■ **ASSIGNMENT**
Resume the article on resilience-oriented strategic management, continuing from the last sentence shown.

■ **EXTRACT PROVIDED**

────────────────────────────────────────

Resilience-oriented strategic management
For some time now, managers have been faced with the challenge of having to overcome a number of externally caused crises at the same time. These include the coronavirus pandemic, geopolitical conflicts and supply chain problems. There are also crises resulting from political decisions and internal failings. Examples include high energy costs, a shortage of skilled workers and difficulties with digital transformation. This has led to the fourth development stage of resilience-oriented strategic management. In the following, you will learn about the principles and characteristics of such a Strategy 4.0.
In this blog post, I describe how the seemingly necessary resilience offensive in business and politics can succeed.
Mastering crises with resilience
The predominant theme at this year’s World Economic Forum in Davos was the ongoing geopolitical crisis, which is made up of many individual sources of conflict.1 In Germany, criticism of the government is increasing and, as in other countries, there is a crisis of confidence among parts of the population that is threatening democracy.2 In companies, there is growing skepticism about the stability of international relations and the competitiveness of our country. There are more insolvencies, less innovation and, in many sectors, a reduction in employment. 3
The question is therefore how organizations and the people who work there can cope with this new type of crisis situation. One promising approach is to improve resilience. The foundations for this have been laid in various disciplines.
Fundamentals in various disciplines
So far, there are hardly any role models for resilience-oriented strategic management. Economics is learning from psychology how organizations overcome setbacks. Resilience in people and social systems is understood as the ability to overcome crises and possibly even emerge stronger from them.
The foundations for resilience-oriented strategic management come from several scientific disciplines. Operational resilience management, for example, deals with the management of crises in supply chains.4 A separate ISO standard has been developed for business continuity planning. The coronavirus pandemic has led to a focus on the question of what characterizes resilient societies.5 Positive organizational psychology has provided important insights into the main factors of personal resilience.
Of these fundamentals summarized in the figure, personal resilience is of particular importance for a Strategy 4.0.
Main factors of personal resilience
In their PRISM model, the founder of positive psychology Martin Seligman and Gabriella Rosen Kellermann from the coaching platform BetterUp have identified five psychological forces that are crucial for satisfaction and well-being at work in the 21st century.6 These forces are
- P: Prospection
- R: Resilience
- I: Innovation and creativity
- S: Social support and
- M: Meaning and Mattering.

────────────────────────────────────────

■ **EXCERPTED RECORDS**
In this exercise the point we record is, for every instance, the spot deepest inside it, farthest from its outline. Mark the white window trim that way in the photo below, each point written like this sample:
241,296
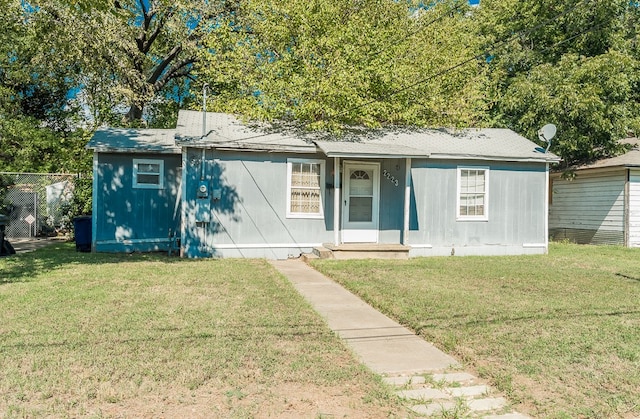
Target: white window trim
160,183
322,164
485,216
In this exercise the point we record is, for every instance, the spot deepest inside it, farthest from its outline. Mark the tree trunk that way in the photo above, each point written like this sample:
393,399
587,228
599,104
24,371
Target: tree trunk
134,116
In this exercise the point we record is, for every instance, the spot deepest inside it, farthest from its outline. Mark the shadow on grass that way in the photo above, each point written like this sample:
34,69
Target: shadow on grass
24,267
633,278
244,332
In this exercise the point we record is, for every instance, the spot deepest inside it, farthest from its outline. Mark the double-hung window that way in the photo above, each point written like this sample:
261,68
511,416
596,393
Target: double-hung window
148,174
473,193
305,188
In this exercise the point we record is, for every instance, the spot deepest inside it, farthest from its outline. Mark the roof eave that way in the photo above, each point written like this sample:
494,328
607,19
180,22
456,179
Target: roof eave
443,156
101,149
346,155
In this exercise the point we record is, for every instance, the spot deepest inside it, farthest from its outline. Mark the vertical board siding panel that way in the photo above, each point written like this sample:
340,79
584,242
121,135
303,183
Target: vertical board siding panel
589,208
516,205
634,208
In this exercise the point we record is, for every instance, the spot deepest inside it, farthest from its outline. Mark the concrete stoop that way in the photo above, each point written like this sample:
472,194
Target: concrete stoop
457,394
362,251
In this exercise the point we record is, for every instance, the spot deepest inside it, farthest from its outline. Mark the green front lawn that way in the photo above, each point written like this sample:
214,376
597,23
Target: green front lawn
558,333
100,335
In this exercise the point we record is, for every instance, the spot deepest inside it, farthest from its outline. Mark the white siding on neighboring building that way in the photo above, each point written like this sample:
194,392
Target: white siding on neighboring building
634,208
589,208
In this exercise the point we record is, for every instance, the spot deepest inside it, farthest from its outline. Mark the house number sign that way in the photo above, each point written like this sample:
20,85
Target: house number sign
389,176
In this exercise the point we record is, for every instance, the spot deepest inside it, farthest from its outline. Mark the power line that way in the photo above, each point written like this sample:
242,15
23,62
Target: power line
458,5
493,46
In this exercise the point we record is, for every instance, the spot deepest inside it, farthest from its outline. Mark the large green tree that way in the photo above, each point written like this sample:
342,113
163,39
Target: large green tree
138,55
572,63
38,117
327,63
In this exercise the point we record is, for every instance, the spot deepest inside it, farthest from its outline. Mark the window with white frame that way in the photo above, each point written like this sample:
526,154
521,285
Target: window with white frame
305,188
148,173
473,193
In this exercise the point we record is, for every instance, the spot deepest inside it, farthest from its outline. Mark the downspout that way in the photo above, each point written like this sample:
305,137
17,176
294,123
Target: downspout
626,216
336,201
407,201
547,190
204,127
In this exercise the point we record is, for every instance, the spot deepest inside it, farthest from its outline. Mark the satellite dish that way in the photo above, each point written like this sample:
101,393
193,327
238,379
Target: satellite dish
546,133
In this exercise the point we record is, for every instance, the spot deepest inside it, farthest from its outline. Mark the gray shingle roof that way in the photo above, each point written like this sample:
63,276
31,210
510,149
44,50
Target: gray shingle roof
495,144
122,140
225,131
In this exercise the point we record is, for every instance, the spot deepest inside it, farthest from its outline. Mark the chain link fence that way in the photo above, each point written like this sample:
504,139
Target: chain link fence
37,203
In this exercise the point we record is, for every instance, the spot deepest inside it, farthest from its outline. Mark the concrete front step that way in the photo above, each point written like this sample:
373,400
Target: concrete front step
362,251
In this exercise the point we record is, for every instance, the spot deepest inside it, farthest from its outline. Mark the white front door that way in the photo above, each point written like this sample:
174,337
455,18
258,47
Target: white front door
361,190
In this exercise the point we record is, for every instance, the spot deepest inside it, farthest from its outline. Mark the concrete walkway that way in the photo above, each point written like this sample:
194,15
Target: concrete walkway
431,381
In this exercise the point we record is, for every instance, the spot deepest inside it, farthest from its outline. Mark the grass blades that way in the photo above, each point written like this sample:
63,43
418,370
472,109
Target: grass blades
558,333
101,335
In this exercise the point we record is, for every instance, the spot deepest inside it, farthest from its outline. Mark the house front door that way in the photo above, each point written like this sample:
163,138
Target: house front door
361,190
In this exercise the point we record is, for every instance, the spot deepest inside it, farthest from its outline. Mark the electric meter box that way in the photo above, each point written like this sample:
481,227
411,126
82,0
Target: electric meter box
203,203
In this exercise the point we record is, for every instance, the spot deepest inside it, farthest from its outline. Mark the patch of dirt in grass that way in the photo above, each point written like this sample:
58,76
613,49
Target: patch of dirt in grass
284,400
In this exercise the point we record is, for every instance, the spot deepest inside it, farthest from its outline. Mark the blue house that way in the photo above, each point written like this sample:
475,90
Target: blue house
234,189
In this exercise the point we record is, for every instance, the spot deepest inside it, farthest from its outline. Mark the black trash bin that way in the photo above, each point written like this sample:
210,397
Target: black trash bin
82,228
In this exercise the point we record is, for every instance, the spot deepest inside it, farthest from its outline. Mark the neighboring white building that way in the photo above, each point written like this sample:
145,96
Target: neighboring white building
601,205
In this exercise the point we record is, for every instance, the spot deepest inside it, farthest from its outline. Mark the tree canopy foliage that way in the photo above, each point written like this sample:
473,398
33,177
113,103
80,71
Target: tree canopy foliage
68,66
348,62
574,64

────────────────────────────────────────

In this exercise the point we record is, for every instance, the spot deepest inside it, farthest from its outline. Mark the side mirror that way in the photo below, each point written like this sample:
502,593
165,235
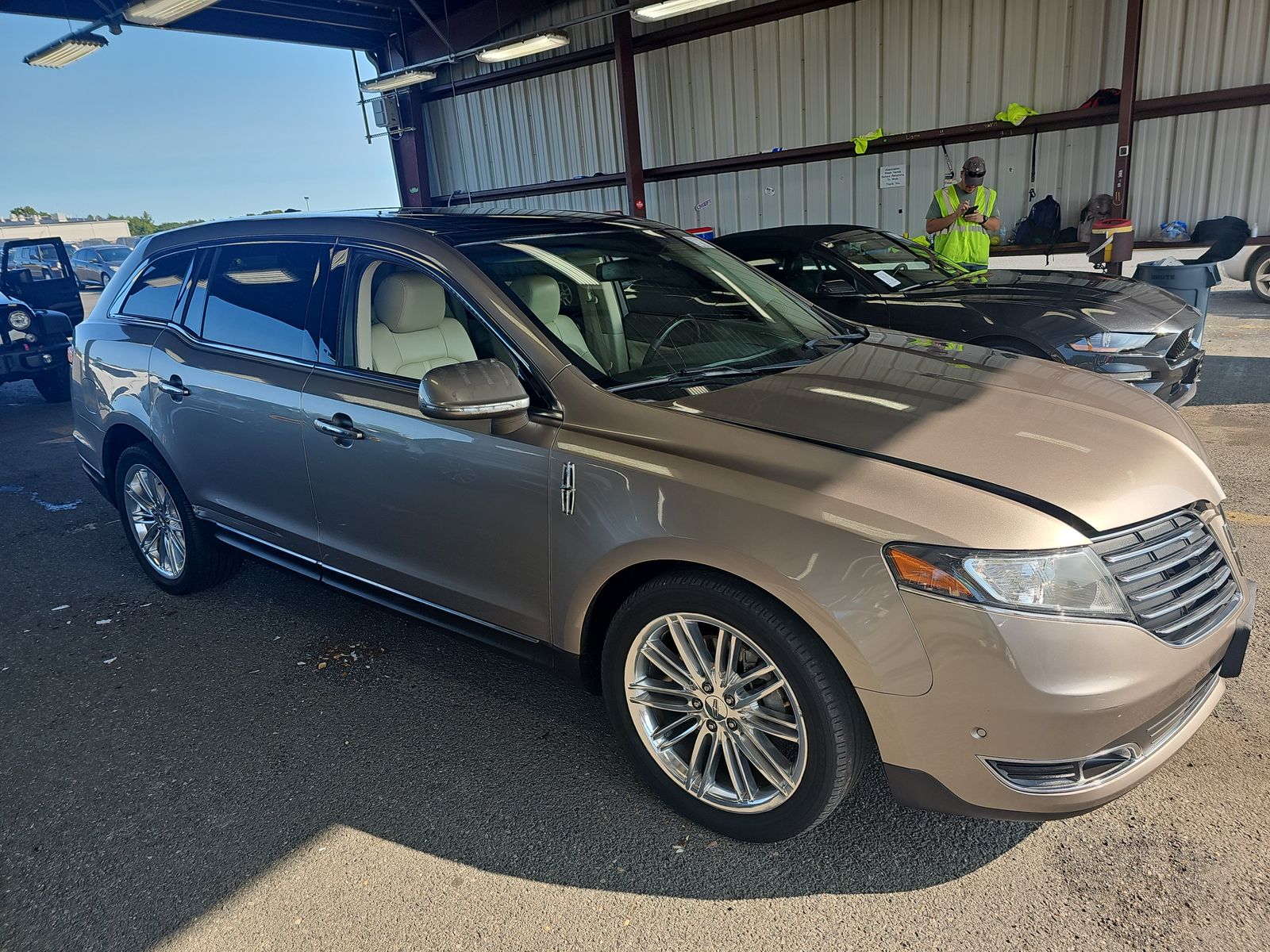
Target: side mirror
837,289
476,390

────────────────────────────────────────

■ **ANSWER AREA**
BetterUp has analyzed 150 psychological factors and identified those that have the greatest influence on people’s resilience.
A first resilience factor is emotion regulation. It describes the ability to deal flexibly and productively with negative emotions. The two-stage method, which distinguishes between conscious slowing down and cognitive reassessment, has proven effective.
Factor two is optimism. One way to be optimistic even in difficult situations is to adopt the „best possible self“ approach. This involves visualizing yourself in three years‘ time, for example, under the premise that everything will have gone well.
The third factor is mental agility, which helps you to develop realistic plans for the future when faced with problems. The aim is to keep several options open. This is the case, for example, if you don’t get on with your boss or are disappointed by the culture of your own company. The job market today offers many alternatives for qualified people.
Another factor is self-compassion. This refers to the ability to show yourself compassion in a difficult situation. A typical situation is a lack of sales success, where you should not be too hard on yourself and possibly ask a coach for support.
The important fifth resilience factor is self-efficacy in the sense of the conviction that one can be successful in a certain area. Closely linked to this is agency, i.e. the conviction that you can influence future events.
HR development has the task of training employees‘ PRISM strengths and resilience factors. Managers should work on their Well-being Intelligence and learn to increase their specific skills to improve the well-being of teams and organizations, even under difficult conditions. 7
The fourth development stage of resilience-oriented strategic management builds on these foundations.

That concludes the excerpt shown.